--- START OF RECORD EXTRACTS ---

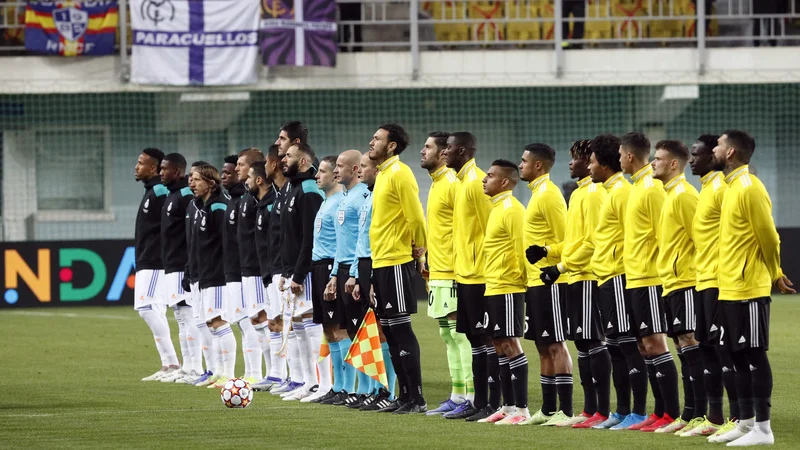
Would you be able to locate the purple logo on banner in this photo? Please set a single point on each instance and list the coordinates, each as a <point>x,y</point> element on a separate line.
<point>298,33</point>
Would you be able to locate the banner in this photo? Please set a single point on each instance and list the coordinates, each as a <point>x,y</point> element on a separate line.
<point>71,28</point>
<point>52,273</point>
<point>194,42</point>
<point>298,32</point>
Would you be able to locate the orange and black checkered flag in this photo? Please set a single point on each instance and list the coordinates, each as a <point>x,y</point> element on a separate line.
<point>365,353</point>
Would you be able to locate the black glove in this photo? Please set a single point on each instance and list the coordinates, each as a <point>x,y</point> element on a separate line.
<point>549,274</point>
<point>534,253</point>
<point>186,285</point>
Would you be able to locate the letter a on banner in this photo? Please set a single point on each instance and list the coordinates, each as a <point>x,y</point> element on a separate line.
<point>198,43</point>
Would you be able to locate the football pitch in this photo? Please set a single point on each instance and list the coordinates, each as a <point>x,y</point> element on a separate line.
<point>71,379</point>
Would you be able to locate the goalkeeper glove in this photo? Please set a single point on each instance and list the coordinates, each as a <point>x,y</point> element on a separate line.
<point>550,274</point>
<point>534,253</point>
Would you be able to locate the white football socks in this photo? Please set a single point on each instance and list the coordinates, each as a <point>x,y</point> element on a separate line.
<point>251,349</point>
<point>157,321</point>
<point>206,345</point>
<point>277,357</point>
<point>321,369</point>
<point>227,351</point>
<point>293,357</point>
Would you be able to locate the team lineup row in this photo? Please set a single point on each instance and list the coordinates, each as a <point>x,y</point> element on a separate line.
<point>292,249</point>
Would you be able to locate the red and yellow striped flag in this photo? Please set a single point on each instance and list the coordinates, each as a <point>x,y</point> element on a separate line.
<point>324,349</point>
<point>365,353</point>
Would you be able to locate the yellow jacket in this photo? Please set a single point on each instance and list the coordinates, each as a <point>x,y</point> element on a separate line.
<point>505,254</point>
<point>441,200</point>
<point>675,236</point>
<point>397,217</point>
<point>470,215</point>
<point>749,246</point>
<point>641,228</point>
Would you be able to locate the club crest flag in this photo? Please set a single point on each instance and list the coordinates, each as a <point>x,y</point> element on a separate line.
<point>71,28</point>
<point>194,42</point>
<point>365,353</point>
<point>298,32</point>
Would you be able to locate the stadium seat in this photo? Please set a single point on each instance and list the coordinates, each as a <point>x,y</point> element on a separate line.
<point>450,11</point>
<point>597,30</point>
<point>629,24</point>
<point>521,31</point>
<point>489,12</point>
<point>666,28</point>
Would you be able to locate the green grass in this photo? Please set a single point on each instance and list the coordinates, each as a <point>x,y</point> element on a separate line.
<point>71,379</point>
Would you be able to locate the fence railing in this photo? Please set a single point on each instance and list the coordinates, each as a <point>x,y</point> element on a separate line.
<point>414,25</point>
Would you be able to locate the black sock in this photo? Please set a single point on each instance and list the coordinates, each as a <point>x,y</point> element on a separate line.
<point>621,378</point>
<point>712,379</point>
<point>397,362</point>
<point>519,378</point>
<point>637,373</point>
<point>493,367</point>
<point>505,381</point>
<point>729,380</point>
<point>549,394</point>
<point>564,389</point>
<point>658,401</point>
<point>744,385</point>
<point>480,375</point>
<point>694,358</point>
<point>408,351</point>
<point>585,373</point>
<point>667,376</point>
<point>688,396</point>
<point>761,373</point>
<point>601,372</point>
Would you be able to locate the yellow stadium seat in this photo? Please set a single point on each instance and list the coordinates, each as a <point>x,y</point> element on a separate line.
<point>523,31</point>
<point>629,25</point>
<point>600,29</point>
<point>547,11</point>
<point>491,29</point>
<point>666,28</point>
<point>452,12</point>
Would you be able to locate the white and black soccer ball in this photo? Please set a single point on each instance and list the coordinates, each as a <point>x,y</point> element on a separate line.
<point>236,393</point>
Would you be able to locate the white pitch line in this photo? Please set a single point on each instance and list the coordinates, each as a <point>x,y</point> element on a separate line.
<point>70,315</point>
<point>140,411</point>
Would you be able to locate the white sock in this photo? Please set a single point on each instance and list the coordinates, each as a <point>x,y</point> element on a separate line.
<point>746,424</point>
<point>308,366</point>
<point>227,351</point>
<point>764,427</point>
<point>158,324</point>
<point>278,358</point>
<point>206,345</point>
<point>193,351</point>
<point>262,335</point>
<point>251,349</point>
<point>293,357</point>
<point>185,359</point>
<point>322,369</point>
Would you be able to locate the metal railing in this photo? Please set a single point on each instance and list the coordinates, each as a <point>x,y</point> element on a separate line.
<point>414,25</point>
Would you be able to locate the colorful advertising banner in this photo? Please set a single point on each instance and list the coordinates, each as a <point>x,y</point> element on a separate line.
<point>53,273</point>
<point>298,32</point>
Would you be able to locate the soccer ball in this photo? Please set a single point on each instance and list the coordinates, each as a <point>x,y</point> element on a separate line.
<point>236,393</point>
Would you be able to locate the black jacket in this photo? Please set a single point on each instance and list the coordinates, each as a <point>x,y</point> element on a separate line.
<point>264,206</point>
<point>230,244</point>
<point>192,215</point>
<point>173,226</point>
<point>208,241</point>
<point>275,266</point>
<point>297,225</point>
<point>148,225</point>
<point>246,231</point>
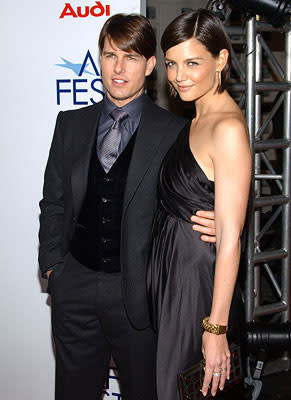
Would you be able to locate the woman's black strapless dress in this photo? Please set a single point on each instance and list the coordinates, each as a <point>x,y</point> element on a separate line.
<point>181,267</point>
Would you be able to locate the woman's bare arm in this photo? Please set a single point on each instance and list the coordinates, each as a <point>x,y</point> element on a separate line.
<point>232,171</point>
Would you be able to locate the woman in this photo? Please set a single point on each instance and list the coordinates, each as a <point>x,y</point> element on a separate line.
<point>209,165</point>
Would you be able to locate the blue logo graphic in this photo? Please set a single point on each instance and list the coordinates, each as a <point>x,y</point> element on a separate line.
<point>78,89</point>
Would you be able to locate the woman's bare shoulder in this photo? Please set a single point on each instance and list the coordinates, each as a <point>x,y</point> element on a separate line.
<point>230,123</point>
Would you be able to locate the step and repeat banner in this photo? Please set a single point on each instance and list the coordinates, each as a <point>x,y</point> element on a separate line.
<point>49,62</point>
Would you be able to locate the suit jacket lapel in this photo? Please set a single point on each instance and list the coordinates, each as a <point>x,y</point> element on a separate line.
<point>146,145</point>
<point>83,144</point>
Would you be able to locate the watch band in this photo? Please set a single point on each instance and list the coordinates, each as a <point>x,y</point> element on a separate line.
<point>213,328</point>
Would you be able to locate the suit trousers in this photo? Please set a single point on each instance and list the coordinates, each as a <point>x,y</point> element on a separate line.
<point>90,324</point>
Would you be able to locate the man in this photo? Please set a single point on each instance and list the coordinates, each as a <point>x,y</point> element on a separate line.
<point>95,225</point>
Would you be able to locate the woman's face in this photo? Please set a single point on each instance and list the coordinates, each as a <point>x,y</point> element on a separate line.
<point>191,69</point>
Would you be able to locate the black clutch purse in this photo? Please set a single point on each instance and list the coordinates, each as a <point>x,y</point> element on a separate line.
<point>191,380</point>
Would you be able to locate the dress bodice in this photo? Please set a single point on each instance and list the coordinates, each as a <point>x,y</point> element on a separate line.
<point>183,186</point>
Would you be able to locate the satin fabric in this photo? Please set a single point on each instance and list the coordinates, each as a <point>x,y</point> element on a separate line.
<point>181,267</point>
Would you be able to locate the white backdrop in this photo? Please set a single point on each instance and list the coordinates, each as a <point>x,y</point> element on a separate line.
<point>45,60</point>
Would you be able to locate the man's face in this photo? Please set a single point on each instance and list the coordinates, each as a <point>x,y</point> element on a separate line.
<point>123,73</point>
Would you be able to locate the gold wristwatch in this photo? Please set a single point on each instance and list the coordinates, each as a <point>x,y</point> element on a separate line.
<point>213,328</point>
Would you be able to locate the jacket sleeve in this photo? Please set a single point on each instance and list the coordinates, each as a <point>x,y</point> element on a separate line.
<point>51,233</point>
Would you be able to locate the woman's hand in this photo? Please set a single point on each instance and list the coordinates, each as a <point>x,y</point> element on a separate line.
<point>217,355</point>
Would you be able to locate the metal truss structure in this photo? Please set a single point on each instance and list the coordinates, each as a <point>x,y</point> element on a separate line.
<point>263,89</point>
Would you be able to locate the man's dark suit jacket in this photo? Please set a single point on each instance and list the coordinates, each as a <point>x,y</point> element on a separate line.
<point>65,187</point>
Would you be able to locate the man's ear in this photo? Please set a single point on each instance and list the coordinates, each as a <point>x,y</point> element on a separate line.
<point>221,60</point>
<point>151,62</point>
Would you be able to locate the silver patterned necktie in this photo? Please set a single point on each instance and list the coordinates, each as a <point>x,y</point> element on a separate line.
<point>109,145</point>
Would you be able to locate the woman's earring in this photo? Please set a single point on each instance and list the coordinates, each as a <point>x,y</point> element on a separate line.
<point>219,78</point>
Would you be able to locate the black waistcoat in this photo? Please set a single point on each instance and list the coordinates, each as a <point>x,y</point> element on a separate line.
<point>96,240</point>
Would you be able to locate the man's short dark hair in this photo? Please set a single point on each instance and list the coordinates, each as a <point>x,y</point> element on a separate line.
<point>130,33</point>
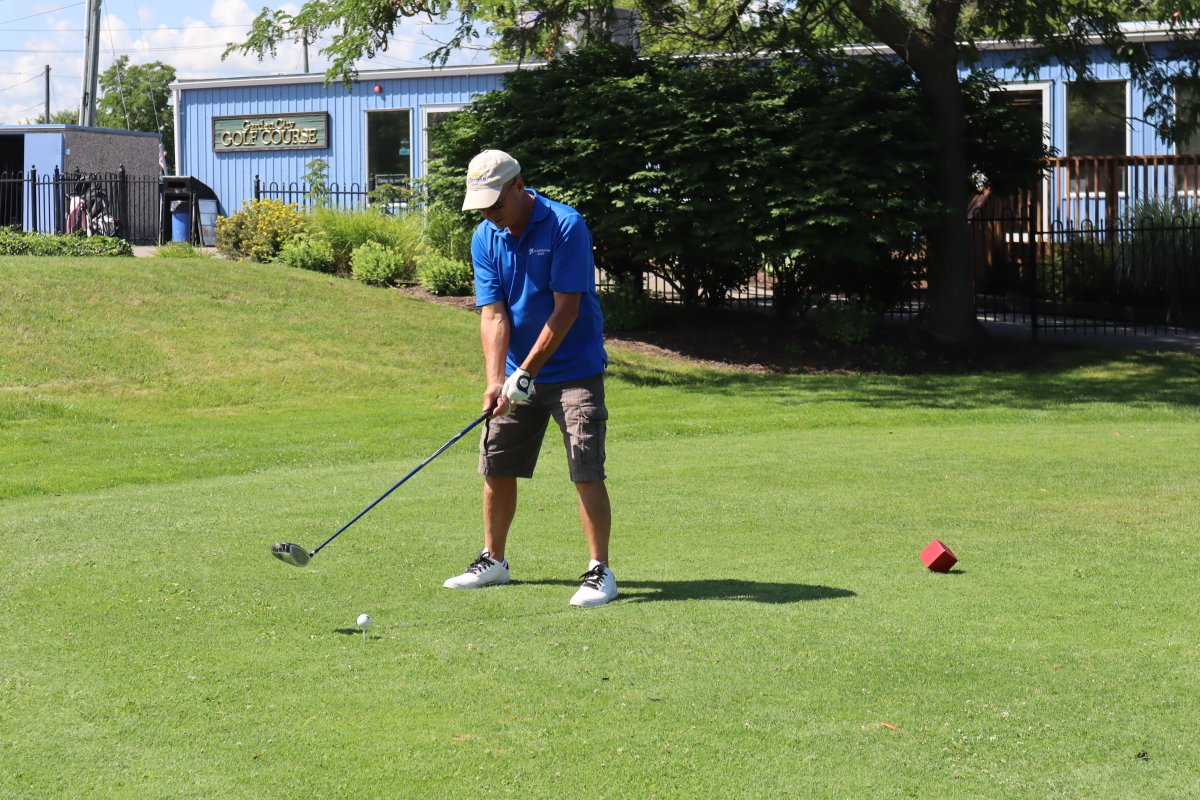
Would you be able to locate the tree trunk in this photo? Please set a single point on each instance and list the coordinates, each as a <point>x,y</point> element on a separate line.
<point>951,311</point>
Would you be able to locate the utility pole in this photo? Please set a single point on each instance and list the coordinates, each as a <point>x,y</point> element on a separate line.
<point>90,66</point>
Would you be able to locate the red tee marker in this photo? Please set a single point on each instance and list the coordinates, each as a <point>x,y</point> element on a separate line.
<point>937,557</point>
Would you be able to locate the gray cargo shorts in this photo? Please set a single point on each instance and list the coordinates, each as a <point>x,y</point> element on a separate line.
<point>509,445</point>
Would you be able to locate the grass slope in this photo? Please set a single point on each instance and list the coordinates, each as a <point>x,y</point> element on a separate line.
<point>162,422</point>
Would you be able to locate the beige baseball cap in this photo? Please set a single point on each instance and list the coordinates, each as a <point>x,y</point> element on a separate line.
<point>486,174</point>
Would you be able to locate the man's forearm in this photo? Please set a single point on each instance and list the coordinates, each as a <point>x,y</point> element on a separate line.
<point>493,334</point>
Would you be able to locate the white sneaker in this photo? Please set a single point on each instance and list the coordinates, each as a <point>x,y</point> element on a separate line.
<point>599,587</point>
<point>484,571</point>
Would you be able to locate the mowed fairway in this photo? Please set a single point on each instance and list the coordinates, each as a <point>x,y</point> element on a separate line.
<point>163,421</point>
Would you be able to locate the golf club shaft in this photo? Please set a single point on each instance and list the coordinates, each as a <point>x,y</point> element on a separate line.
<point>400,482</point>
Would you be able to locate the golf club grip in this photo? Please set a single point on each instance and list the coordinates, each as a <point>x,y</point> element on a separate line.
<point>401,481</point>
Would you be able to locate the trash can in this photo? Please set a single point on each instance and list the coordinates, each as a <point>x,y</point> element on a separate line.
<point>181,221</point>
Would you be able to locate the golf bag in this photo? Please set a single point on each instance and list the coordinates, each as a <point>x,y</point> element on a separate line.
<point>90,212</point>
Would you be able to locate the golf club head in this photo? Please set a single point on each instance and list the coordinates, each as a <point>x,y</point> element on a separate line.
<point>291,553</point>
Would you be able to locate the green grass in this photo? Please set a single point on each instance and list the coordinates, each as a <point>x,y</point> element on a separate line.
<point>162,421</point>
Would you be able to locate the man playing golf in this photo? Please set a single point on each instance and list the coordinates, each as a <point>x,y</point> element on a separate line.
<point>543,336</point>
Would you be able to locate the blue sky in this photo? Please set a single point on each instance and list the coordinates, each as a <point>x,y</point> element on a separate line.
<point>189,37</point>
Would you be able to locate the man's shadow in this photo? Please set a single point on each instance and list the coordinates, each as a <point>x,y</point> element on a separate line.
<point>641,591</point>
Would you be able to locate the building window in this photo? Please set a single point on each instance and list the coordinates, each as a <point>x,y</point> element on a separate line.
<point>390,145</point>
<point>1187,170</point>
<point>1096,130</point>
<point>433,116</point>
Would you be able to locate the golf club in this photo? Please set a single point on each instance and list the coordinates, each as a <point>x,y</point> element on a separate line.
<point>297,555</point>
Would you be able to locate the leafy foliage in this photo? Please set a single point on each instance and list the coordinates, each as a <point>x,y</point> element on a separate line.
<point>307,252</point>
<point>16,242</point>
<point>347,230</point>
<point>445,276</point>
<point>1161,253</point>
<point>259,229</point>
<point>137,97</point>
<point>705,173</point>
<point>373,263</point>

--- END OF RECORD EXTRACTS ---

### OBJECTIVE
Quote the lines of the records above, from the line containing "Would you be able to locate the building" up to and including the line containing "<point>297,555</point>".

### RESPONSE TO THE TASK
Would you be able to locate the building window in this photo? Please set a single point on each instance and list the coordinates, each as a <point>x,y</point> element on a separate line.
<point>390,145</point>
<point>1187,170</point>
<point>1096,130</point>
<point>433,116</point>
Would you be able to locate the golf club in this photo? Please set a single point on each instance and list the coordinates, each as a <point>x,y</point> element on a separate line.
<point>297,555</point>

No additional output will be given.